### Instructions to follow
Copy the following lines word for word.

-.-.-

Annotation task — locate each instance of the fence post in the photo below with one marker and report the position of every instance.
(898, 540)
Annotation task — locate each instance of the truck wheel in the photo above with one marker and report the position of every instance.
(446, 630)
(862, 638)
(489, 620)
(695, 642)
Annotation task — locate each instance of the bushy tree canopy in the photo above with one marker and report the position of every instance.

-.-.-

### Correct result
Annotation task — locate each instance of the fence post in the photo below with one marker and report the position of every instance.
(898, 540)
Annotation task — locate each instance of the truck wheel in the photo above with one marker and report the position of every instance.
(446, 630)
(862, 638)
(489, 620)
(695, 642)
Annotation task — locate each instance of the bushy tree canopy in the photo above with one marker and report the position of every instance.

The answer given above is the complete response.